— start RAW DATA —

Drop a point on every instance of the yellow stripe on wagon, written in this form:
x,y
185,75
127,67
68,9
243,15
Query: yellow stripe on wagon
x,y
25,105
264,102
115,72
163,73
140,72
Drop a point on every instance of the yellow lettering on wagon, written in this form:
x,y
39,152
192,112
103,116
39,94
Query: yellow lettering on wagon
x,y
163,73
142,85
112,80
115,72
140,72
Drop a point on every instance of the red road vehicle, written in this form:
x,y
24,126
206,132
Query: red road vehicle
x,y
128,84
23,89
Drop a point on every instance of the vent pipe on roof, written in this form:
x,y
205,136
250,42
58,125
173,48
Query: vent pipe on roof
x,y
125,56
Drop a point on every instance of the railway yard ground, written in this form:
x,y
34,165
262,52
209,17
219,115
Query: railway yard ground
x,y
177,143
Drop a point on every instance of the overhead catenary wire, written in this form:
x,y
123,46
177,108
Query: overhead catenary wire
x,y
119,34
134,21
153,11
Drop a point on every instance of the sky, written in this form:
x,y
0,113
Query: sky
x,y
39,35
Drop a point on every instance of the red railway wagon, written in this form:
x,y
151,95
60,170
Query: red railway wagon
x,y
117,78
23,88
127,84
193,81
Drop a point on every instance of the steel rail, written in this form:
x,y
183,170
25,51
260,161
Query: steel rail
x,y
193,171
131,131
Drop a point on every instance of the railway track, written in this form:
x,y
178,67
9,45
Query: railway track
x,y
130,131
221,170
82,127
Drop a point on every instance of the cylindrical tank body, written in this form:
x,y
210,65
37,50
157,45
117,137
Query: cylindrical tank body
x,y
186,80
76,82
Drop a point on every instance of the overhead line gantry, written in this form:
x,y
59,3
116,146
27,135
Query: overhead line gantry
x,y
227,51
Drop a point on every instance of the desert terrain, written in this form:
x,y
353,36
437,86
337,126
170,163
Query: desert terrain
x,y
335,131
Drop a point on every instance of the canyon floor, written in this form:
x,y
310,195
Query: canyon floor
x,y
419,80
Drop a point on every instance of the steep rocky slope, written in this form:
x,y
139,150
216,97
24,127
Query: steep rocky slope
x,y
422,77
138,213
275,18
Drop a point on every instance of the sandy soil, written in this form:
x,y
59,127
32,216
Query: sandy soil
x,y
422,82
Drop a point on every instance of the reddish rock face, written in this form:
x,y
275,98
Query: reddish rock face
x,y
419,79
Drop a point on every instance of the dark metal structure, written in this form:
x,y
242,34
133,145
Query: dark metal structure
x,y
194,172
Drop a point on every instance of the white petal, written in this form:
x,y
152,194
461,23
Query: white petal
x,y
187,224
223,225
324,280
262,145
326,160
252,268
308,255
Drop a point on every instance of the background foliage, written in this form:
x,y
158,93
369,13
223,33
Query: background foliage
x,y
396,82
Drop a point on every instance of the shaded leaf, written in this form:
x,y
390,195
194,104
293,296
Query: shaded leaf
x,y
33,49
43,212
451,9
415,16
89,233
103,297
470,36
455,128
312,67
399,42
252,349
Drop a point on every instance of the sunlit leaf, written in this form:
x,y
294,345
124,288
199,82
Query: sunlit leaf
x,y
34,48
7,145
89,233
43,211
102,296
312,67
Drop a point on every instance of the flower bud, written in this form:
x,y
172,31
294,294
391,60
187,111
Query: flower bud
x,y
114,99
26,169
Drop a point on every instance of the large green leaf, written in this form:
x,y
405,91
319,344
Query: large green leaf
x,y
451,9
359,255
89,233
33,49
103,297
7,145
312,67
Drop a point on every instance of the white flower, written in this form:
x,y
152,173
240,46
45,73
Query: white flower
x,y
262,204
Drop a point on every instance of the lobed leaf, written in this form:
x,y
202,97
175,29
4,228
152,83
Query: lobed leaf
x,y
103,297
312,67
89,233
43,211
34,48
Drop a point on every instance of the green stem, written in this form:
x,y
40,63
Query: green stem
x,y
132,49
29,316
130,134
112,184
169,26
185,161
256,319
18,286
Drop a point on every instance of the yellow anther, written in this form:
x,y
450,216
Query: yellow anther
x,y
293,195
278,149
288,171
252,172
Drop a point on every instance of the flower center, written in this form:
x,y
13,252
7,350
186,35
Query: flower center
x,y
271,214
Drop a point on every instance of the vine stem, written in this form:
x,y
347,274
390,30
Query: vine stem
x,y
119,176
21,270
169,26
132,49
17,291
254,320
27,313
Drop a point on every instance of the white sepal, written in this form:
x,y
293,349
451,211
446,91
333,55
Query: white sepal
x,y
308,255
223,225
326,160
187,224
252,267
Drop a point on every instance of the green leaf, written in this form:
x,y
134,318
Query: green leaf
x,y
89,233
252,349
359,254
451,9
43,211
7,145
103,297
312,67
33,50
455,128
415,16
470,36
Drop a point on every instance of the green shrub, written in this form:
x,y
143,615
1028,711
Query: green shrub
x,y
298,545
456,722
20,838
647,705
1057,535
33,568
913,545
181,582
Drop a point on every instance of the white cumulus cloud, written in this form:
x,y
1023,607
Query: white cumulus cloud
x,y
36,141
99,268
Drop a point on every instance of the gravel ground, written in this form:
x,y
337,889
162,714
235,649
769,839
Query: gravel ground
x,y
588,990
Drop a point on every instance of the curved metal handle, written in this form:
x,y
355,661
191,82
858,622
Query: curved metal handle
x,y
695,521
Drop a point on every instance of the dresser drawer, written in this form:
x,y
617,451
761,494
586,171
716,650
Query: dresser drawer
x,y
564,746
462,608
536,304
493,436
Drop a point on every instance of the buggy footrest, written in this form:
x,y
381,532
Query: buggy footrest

— end RAW DATA —

**WHAT THE TASK ASKS**
Using the material above, extract the line that contains "Drop a point on every instance of the white cumulus" and every line after it, exactly as given; stop at the last line.

**REPLY**
Drop a point on every instance of the white cumulus cloud, written in this form:
x,y
1023,607
Query: white cumulus cloud
x,y
36,141
99,268
Drop a point on every instance of the gravel ground, written in this form:
x,y
337,889
162,714
235,649
769,839
Query: gravel ground
x,y
588,990
Drop a point on every instance of the curved metal handle, written in this form:
x,y
355,661
191,82
858,622
Query: curved metal handle
x,y
695,521
Drop a point on every instance of the dresser drawer, written in this form:
x,y
617,451
761,494
586,171
716,650
Query: dresser drawer
x,y
564,746
462,608
536,304
493,436
Drop a point on every instance of the buggy footrest, written in this form:
x,y
381,532
Query: buggy footrest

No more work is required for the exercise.